DATA SUPPLIED section start
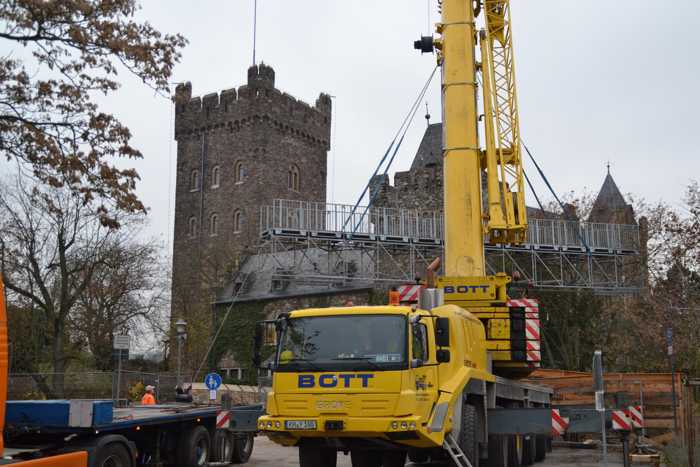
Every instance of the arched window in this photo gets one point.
(194, 180)
(214, 225)
(238, 172)
(237, 221)
(215, 177)
(192, 229)
(293, 178)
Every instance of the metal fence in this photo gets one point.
(340, 220)
(91, 385)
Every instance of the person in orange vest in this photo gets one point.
(394, 297)
(149, 398)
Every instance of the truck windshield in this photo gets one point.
(330, 343)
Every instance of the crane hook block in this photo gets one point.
(426, 44)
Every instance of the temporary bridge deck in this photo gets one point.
(380, 244)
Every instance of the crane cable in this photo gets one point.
(551, 189)
(400, 135)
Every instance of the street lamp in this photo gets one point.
(181, 333)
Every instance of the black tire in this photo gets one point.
(366, 458)
(468, 436)
(419, 456)
(222, 446)
(242, 448)
(394, 458)
(498, 451)
(529, 450)
(515, 451)
(313, 455)
(194, 448)
(540, 448)
(112, 455)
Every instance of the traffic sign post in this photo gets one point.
(212, 381)
(599, 387)
(121, 343)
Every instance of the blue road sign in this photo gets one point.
(212, 381)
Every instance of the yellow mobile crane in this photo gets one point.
(385, 382)
(503, 220)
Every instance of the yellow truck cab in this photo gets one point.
(380, 383)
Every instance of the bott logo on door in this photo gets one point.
(333, 381)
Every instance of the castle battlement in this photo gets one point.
(255, 102)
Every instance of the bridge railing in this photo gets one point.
(407, 224)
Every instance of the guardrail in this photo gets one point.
(339, 220)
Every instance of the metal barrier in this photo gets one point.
(380, 223)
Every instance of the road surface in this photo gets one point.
(269, 454)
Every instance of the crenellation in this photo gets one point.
(254, 136)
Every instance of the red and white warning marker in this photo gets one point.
(223, 418)
(559, 423)
(620, 421)
(409, 293)
(636, 416)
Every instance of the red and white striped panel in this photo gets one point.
(223, 419)
(532, 327)
(533, 351)
(636, 416)
(409, 293)
(620, 421)
(559, 423)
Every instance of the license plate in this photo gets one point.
(300, 424)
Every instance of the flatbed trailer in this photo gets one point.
(177, 434)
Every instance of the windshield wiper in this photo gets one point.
(369, 360)
(304, 360)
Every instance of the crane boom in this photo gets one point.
(472, 214)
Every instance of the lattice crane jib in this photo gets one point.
(501, 159)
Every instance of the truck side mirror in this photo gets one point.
(257, 344)
(443, 356)
(442, 332)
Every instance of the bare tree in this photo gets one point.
(128, 292)
(53, 247)
(63, 53)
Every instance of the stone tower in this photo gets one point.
(236, 151)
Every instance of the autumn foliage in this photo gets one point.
(63, 54)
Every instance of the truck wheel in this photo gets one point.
(222, 449)
(315, 456)
(242, 448)
(529, 450)
(498, 451)
(540, 448)
(515, 451)
(418, 456)
(193, 450)
(366, 458)
(468, 440)
(394, 459)
(112, 455)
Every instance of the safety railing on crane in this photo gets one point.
(381, 223)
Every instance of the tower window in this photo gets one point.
(215, 177)
(214, 225)
(237, 221)
(192, 227)
(194, 180)
(293, 178)
(239, 172)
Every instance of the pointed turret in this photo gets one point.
(610, 206)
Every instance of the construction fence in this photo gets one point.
(92, 385)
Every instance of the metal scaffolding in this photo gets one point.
(316, 243)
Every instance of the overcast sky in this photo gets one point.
(597, 81)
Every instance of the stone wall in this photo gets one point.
(255, 137)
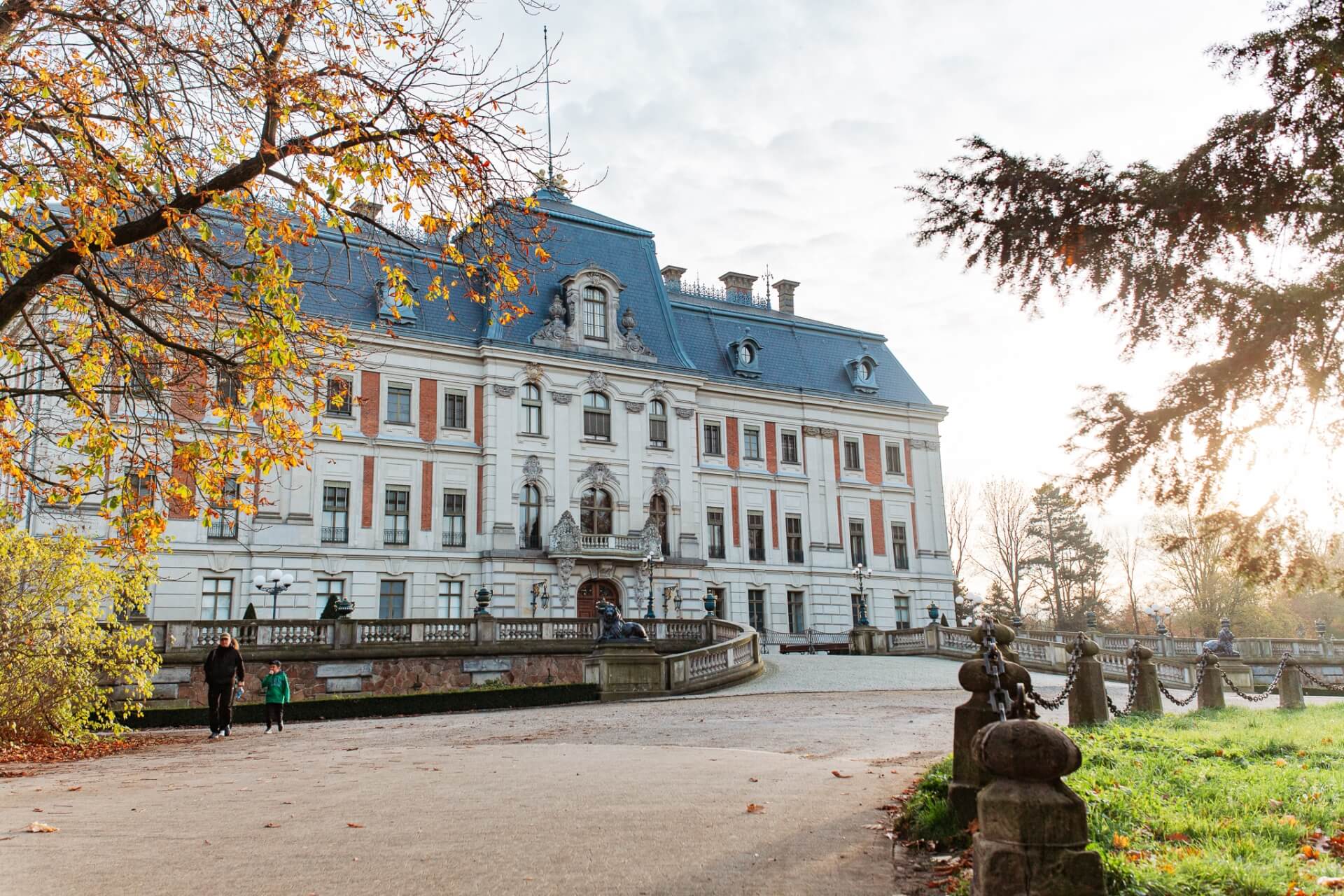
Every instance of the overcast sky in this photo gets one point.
(778, 133)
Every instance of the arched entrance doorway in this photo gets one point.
(596, 590)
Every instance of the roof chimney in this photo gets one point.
(738, 286)
(672, 277)
(785, 289)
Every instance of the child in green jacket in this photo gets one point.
(277, 695)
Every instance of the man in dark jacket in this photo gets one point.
(223, 665)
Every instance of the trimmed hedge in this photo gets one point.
(363, 707)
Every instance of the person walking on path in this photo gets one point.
(277, 695)
(223, 665)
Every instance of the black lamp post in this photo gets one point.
(859, 573)
(273, 584)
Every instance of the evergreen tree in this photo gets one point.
(1237, 248)
(1065, 556)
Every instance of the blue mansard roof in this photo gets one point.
(683, 331)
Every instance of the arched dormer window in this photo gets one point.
(594, 314)
(531, 400)
(530, 519)
(596, 512)
(597, 416)
(657, 424)
(659, 514)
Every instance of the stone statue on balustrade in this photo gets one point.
(615, 628)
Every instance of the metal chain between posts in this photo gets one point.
(1132, 673)
(1194, 692)
(1319, 681)
(1269, 688)
(1070, 678)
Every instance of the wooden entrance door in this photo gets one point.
(596, 590)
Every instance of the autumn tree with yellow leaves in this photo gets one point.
(160, 160)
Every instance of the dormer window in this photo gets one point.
(594, 314)
(863, 372)
(745, 356)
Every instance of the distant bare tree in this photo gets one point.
(1129, 550)
(961, 512)
(1004, 532)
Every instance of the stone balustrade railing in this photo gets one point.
(476, 633)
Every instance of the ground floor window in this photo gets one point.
(797, 618)
(756, 609)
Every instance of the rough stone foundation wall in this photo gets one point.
(181, 685)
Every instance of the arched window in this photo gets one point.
(594, 314)
(657, 424)
(596, 512)
(531, 409)
(659, 514)
(597, 416)
(530, 519)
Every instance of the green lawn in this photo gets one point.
(1234, 802)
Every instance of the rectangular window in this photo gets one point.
(713, 440)
(328, 593)
(756, 536)
(451, 599)
(398, 403)
(899, 550)
(858, 554)
(339, 391)
(391, 599)
(756, 609)
(750, 444)
(851, 454)
(797, 618)
(894, 458)
(217, 598)
(902, 612)
(793, 536)
(223, 524)
(397, 516)
(790, 448)
(335, 514)
(454, 519)
(721, 605)
(715, 519)
(454, 412)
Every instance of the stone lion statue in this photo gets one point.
(617, 629)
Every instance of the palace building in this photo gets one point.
(757, 454)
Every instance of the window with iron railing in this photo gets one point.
(714, 517)
(793, 536)
(756, 536)
(397, 516)
(335, 514)
(454, 519)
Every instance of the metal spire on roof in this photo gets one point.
(550, 174)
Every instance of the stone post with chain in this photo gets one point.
(1211, 685)
(974, 715)
(1147, 696)
(1291, 687)
(1088, 699)
(1032, 839)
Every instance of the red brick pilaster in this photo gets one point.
(370, 406)
(429, 410)
(879, 533)
(737, 535)
(366, 511)
(426, 496)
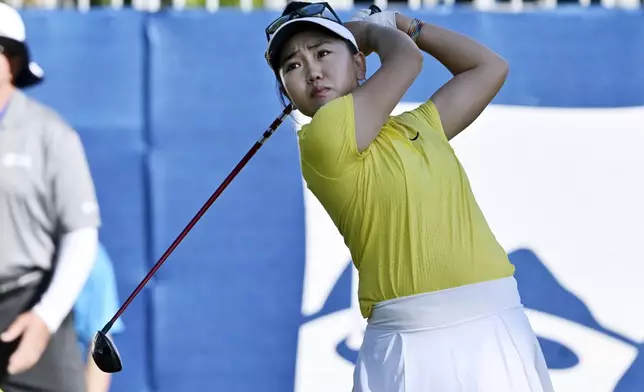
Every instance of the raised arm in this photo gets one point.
(401, 62)
(478, 74)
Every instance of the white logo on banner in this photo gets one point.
(566, 184)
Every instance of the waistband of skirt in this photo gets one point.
(446, 307)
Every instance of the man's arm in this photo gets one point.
(75, 261)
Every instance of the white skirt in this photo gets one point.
(474, 338)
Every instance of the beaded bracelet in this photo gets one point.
(414, 28)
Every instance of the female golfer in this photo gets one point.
(443, 309)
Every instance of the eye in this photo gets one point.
(290, 66)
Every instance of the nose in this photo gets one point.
(315, 72)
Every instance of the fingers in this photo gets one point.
(15, 329)
(24, 358)
(361, 15)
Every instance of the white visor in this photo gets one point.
(281, 35)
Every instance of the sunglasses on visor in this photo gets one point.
(322, 10)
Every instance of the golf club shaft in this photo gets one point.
(267, 134)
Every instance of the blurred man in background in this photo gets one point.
(49, 220)
(96, 304)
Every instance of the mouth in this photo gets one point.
(320, 92)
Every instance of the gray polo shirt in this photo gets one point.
(46, 188)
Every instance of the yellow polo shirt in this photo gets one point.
(404, 207)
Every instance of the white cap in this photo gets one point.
(285, 31)
(12, 27)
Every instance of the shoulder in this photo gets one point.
(46, 118)
(423, 117)
(335, 113)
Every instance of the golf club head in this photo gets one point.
(105, 354)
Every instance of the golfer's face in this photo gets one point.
(316, 69)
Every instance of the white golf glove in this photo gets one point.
(384, 18)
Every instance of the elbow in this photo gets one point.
(416, 58)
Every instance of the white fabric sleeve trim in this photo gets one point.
(75, 261)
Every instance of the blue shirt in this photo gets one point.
(98, 301)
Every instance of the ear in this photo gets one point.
(360, 63)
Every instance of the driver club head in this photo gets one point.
(105, 354)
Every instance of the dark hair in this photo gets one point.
(275, 62)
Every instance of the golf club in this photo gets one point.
(104, 351)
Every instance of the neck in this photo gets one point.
(5, 94)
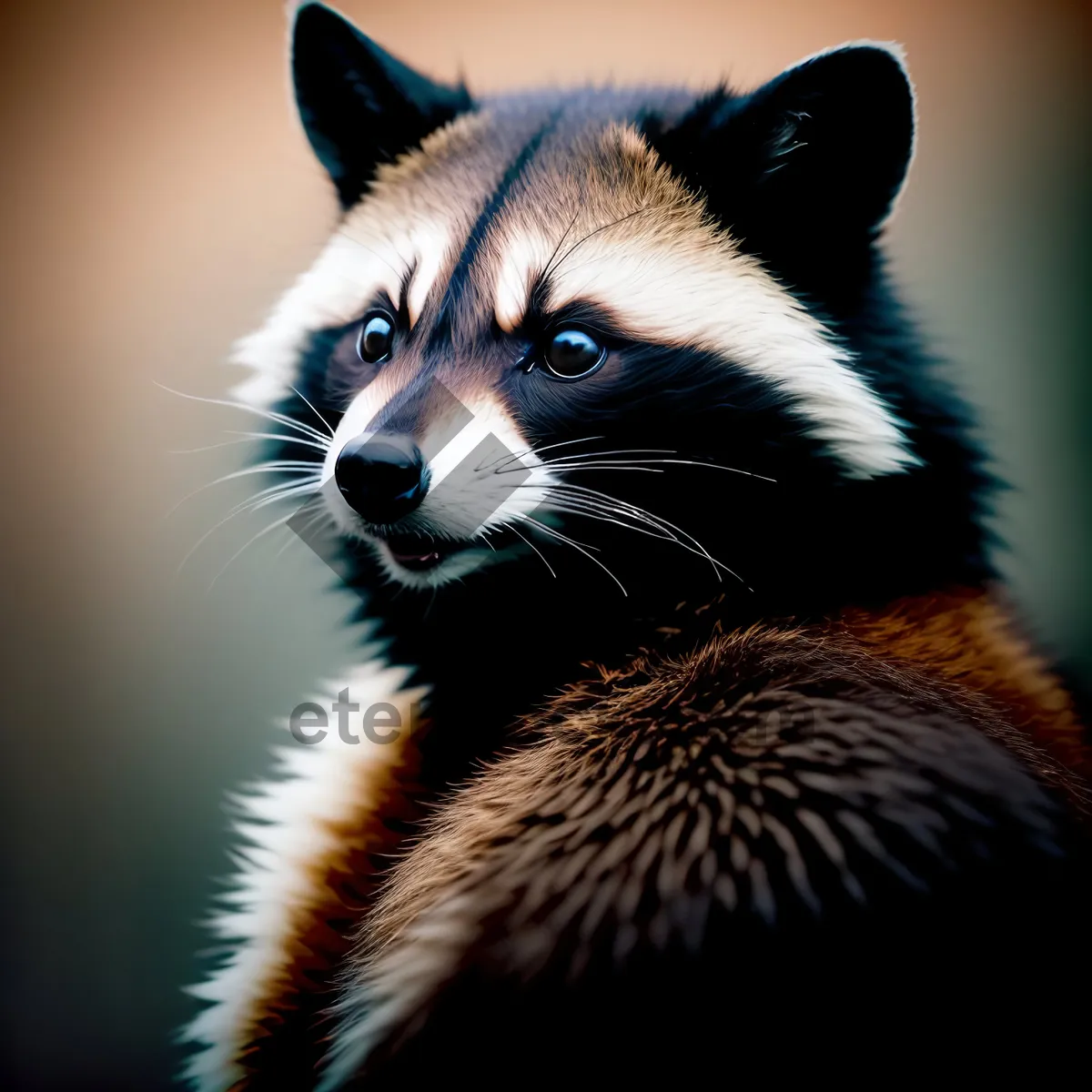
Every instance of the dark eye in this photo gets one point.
DATA SUPPLIED section end
- WHAT IS REQUIRED
The copy should begin at the line containing "Every instance of the neck" and end at the last line of the data above; please restate those lines word for word without the pictures.

- RESPONSE BELOW
Every instance of the neck in this photo gets one point.
(5, 94)
Every instance of the dark eye in this photo gets one point.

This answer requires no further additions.